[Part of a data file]

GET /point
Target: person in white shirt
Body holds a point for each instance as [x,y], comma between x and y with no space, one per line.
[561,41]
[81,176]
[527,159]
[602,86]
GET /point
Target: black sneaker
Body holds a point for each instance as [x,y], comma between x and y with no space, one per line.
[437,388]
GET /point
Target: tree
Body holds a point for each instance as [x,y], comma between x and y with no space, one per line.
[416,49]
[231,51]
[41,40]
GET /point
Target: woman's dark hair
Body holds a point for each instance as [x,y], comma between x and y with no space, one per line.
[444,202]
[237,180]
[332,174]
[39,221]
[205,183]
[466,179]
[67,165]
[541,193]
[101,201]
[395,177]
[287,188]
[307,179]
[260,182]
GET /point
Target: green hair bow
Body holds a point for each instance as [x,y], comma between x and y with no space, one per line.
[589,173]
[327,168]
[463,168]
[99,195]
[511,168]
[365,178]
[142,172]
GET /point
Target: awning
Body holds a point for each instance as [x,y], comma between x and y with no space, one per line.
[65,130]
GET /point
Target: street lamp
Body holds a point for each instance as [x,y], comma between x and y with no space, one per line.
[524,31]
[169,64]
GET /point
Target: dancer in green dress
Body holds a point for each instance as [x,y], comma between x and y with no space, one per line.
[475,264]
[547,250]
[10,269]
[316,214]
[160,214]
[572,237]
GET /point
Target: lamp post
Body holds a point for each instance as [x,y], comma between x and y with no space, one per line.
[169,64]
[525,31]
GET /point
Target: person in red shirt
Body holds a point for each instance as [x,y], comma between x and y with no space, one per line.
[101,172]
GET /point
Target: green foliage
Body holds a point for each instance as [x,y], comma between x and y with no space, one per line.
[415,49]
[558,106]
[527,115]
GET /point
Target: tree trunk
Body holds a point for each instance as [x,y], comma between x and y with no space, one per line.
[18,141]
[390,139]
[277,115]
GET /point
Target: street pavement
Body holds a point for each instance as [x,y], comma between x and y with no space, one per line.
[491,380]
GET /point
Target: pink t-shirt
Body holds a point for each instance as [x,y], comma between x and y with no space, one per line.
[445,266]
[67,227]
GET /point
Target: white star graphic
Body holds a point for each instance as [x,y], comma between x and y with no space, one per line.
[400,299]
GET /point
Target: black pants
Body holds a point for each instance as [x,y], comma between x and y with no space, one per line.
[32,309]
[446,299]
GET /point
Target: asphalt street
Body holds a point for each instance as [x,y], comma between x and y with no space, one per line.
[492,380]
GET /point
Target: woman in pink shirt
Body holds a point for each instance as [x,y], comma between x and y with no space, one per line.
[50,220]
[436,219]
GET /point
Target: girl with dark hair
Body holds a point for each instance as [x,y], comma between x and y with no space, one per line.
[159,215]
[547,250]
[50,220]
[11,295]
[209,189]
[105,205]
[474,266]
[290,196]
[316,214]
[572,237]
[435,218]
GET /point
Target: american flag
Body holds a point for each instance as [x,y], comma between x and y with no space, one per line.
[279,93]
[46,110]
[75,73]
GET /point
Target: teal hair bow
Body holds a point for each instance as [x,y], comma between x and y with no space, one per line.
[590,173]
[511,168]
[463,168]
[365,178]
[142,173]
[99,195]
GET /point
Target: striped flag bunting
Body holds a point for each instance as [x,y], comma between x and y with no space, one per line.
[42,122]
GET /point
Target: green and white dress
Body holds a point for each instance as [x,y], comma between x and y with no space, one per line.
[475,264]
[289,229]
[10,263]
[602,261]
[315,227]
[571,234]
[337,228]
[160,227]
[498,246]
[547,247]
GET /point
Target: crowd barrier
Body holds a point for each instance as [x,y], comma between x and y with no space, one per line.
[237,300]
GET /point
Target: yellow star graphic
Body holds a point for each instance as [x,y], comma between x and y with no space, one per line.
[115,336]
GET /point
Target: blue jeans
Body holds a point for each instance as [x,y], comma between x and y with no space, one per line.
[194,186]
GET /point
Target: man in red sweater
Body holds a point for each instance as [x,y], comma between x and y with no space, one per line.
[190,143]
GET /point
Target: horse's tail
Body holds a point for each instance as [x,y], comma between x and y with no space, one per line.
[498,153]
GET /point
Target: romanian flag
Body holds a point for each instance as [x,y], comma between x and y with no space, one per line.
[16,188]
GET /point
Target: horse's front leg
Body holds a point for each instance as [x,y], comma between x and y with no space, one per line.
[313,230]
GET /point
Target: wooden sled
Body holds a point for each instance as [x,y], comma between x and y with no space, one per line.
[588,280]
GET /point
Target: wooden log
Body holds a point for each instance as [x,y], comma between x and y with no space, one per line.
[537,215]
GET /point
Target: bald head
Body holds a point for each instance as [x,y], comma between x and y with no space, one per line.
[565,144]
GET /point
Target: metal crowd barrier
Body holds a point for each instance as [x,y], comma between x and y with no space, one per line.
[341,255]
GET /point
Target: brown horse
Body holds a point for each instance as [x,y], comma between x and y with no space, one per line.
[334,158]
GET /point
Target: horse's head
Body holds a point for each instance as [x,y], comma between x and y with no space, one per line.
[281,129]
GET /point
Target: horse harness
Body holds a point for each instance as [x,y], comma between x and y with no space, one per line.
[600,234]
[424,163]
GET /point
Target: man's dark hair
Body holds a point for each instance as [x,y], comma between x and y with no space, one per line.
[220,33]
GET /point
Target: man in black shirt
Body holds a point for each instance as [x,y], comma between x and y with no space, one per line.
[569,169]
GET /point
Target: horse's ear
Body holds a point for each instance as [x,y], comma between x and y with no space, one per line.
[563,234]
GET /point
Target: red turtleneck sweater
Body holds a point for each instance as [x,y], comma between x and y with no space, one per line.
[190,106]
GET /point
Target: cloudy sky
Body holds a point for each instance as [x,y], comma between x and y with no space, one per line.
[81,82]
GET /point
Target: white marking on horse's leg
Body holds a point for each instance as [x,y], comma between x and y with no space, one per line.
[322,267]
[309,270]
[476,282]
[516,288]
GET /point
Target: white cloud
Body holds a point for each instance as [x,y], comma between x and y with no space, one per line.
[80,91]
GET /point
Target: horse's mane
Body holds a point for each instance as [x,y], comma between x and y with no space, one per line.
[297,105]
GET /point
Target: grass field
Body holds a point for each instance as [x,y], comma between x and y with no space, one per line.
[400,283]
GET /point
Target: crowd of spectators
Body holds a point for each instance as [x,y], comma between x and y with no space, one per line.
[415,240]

Instructions for the task:
Reproduce the full listing exactly.

Correct response:
GET /point
Target: person in white shirt
Body holds a point for each instance as [x,y], comma between x and y with no space, one per line.
[561,41]
[81,176]
[527,159]
[602,86]
GET /point
Target: black sneaker
Body holds a point for each instance as [x,y], comma between x and y with no space, one per line.
[437,388]
GET /point
Target: tree
Body holds a point for each instance as [x,y], comma between x and y with no space, one per line.
[416,49]
[231,51]
[41,40]
GET /point
Target: woman's dark hair
Body holds a point for each instance as [x,y], comma between x and y with no space, one per line.
[444,202]
[237,180]
[332,174]
[39,221]
[205,183]
[466,179]
[67,165]
[541,193]
[101,201]
[395,177]
[287,188]
[307,179]
[260,182]
GET /point
Target: green hair bow
Body holds a point for each instance as [x,y], comma between x and y with no space, one per line.
[589,173]
[327,168]
[463,168]
[99,195]
[511,168]
[365,178]
[142,172]
GET /point
Target: awning
Body holds a point for each instance as [x,y], comma between x and y with no space, one per line.
[65,130]
GET /point
Target: street lamp
Body holds a point for each instance as [x,y], comma between x and y with no space, one per line.
[524,31]
[169,64]
GET /point
Target: dancer in green dress
Body holds a point for each instance as [x,y], comma between x and y with no space, one per line.
[475,264]
[547,250]
[10,269]
[316,214]
[160,214]
[572,237]
GET /point
Target: lamp post
Body holds a point for each instance as [x,y], comma between x and y with no space, one per line.
[169,64]
[525,31]
GET /point
Target: person in red shirt
Body holds a point for each instance as [x,y], comma between x and y with no space, one per line.
[101,172]
GET /point
Target: green foliage
Body holds a point for each instance as [x,y], comma between x and y with no space, one per line.
[415,49]
[558,106]
[527,115]
GET /point
Target: tree trunk
Body holds a point for each instance as [x,y], comma between x and y with no space, one per line.
[18,141]
[390,139]
[277,115]
GET /point
Target: street pavement
Body holds a point for each instance as [x,y], comma between x and y with no space, one per line.
[491,380]
GET /point
Target: pink t-shirt
Body holds a point for each instance as [x,y], comma between x and y with no space, one per line.
[445,266]
[67,227]
GET /point
Target: white star graphic
Body holds a point for each instance as [x,y], comma between x and y with no space, one per line.
[400,299]
GET /point
Target: black pants
Body holds a point for each instance as [x,y], comma between x and y with no space, one per line.
[32,309]
[446,299]
GET /point
Target: asphalt street
Body holds a point for each instance as [x,y], comma between x and y with no space, one per line.
[492,380]
GET /point
Target: woman in pink shirt
Body holds a point for each instance as [x,y], comma between x and y with no space, one per line.
[50,220]
[436,219]
GET /point
Target: girl with dark hair
Body holds a point for each instance as [x,y], comma between x and y with no space, one per line.
[159,215]
[547,250]
[50,220]
[11,295]
[209,189]
[105,205]
[474,266]
[290,196]
[316,214]
[572,237]
[435,218]
GET /point
Target: american flag
Body holds a point for each instance as [x,y], comma between x and y with no space, one per line.
[279,93]
[46,110]
[75,73]
GET /point
Target: teal hair bow
Body holds a point for each instance as [x,y], comma between x and y with no space, one per line.
[590,173]
[511,168]
[463,168]
[365,178]
[142,173]
[99,195]
GET /point
Target: striped flag bunting
Body holds a point for each instance as [x,y], comma between x and y with no space, one per line.
[42,122]
GET /point
Target: green and white dress
Body holds a point for each instance as [x,y], comma between x and y with no space, one per line.
[475,264]
[289,229]
[10,263]
[602,261]
[315,227]
[571,234]
[337,228]
[160,227]
[498,246]
[547,247]
GET /point
Target: crowd barrier
Body holds a point for each instance as [x,y], comma between x and y with no space, one per line.
[237,300]
GET /point
Target: yellow star graphic
Body holds a point for each instance as [x,y], comma between x and y with no space, one per line.
[115,336]
GET /point
Target: blue jeans
Body holds a point for each instance as [x,y], comma between x and y with no space, one per line.
[194,186]
GET /point
Target: man in red sweater
Body holds a point for each instance as [x,y], comma between x and y with no space, one per line.
[190,143]
GET /point
Target: horse's tail
Body holds a point for each instance as [x,y], comma between x and y with no space, one per line.
[498,153]
GET /point
Target: romanian flag
Body holds a point for each instance as [x,y], comma between x and y with no space, one per line.
[16,188]
GET /point
Target: horse's front leg
Body holds a point for each instance as [x,y], comma between x and y with no space, one per line.
[313,230]
GET /point
Target: wooden sled
Body holds a point for each instance as [x,y], comma between x and y with no space, one per line.
[588,280]
GET /point
Target: wooden log
Body holds a point for each instance as [x,y], comma between x and y with no space, one per line.
[537,215]
GET /point
Target: bald head
Body holds a point for each instance as [x,y], comma between x and y with no space, one per line.
[565,144]
GET /point
Target: metal crowd barrier
Body holds a point for each instance as [x,y], comma between x and y with no space, one per line.
[341,255]
GET /point
Target: brown horse
Body holds a point for each instance as [x,y], comma between x and y with no space, one per line.
[334,158]
GET /point
Target: horse's head
Body holds a point for each instance as [x,y], comma between x and y with no space, one per line.
[281,129]
GET /point
Target: horse harness
Body holds a point for each instance as [x,y], comma between x and y with no space, one per line.
[600,234]
[424,163]
GET /point
Target: man's dark hair
Body holds a point for each instance as [x,y], comma between x and y with no space, one per line.
[220,33]
GET /point
Target: man in black shirt
Body holds a point for each instance as [x,y], comma between x and y with no space, one per line.
[569,169]
GET /point
Target: horse's ear
Body holds a point for each instance as [x,y], comma between x and y with no space, one per line.
[563,234]
GET /point
Target: red turtleneck sweater
Body holds a point for each instance as [x,y], comma between x and y with no space, one per line.
[190,106]
GET /point
Target: cloudy sky
Body holds a point for each instance as [x,y], comma between x and y with no space, one per line.
[81,82]
GET /point
Target: white marking on horse's leg
Body holds a point for each instance as [x,y], comma between x and y with no space, one per line.
[322,267]
[309,270]
[476,282]
[516,288]
GET /point
Target: white cloud
Body holds a point for each instance as [x,y], comma between x and y with no space, one per line.
[80,91]
GET /point
Target: horse's mane
Body holds a point for each instance as [x,y], comma between x and y with no space, one per line.
[297,105]
GET /point
Target: grass field
Body holds a point for each instance as [x,y], comma between x and y with no space, one per line.
[400,283]
GET /point
Target: crowd of spectators
Body holds a point for each instance as [x,y], comma between x and y with no space, one per line.
[415,240]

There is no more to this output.